→ **Task description**: Going from the top of the listing below to the line that holds "Please mark the trail", reproduce each line exactly; no pictures.
-- Opening Marker --
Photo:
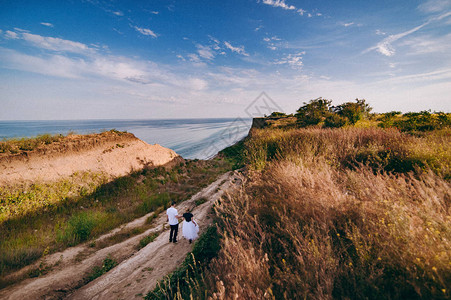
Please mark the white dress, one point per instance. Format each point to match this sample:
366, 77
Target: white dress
189, 230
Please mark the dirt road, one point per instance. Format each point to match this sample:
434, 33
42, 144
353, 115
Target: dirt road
138, 271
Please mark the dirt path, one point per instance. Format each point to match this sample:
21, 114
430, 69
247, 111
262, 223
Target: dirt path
138, 271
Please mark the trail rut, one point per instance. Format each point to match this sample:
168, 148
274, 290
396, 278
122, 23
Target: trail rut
138, 271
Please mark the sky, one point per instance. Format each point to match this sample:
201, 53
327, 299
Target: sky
102, 59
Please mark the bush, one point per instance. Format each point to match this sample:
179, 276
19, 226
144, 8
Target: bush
423, 121
334, 121
187, 280
313, 113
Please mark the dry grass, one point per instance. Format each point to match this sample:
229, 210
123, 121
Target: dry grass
314, 223
44, 218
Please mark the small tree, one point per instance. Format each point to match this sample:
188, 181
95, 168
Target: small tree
334, 121
314, 112
353, 111
277, 114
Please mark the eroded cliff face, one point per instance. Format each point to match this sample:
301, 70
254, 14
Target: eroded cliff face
111, 153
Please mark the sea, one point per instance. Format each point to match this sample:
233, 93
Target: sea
190, 138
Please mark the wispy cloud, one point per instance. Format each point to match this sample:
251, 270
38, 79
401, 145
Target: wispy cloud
11, 35
117, 13
282, 4
270, 42
205, 52
293, 60
239, 49
435, 6
47, 24
429, 44
279, 3
145, 31
49, 43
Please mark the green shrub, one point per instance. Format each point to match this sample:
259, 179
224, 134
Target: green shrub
187, 280
313, 113
334, 121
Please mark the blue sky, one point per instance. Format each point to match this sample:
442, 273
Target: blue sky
99, 59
-- Closing Marker --
→ **Your response**:
Photo:
Please mark the white dress, one point per instance. Format each point to match this sample:
366, 77
Target: white dress
189, 230
Please mark the dirt road, one point per instance. Format each point to match this sample:
434, 33
42, 144
353, 115
Target: dirt road
138, 271
Please mark the dirt path, one point per instance. Format each point to match this sample:
21, 114
430, 69
247, 111
262, 223
Target: dirt path
138, 271
Please mark the trail rut, one point per instance. Format each point to match this sample:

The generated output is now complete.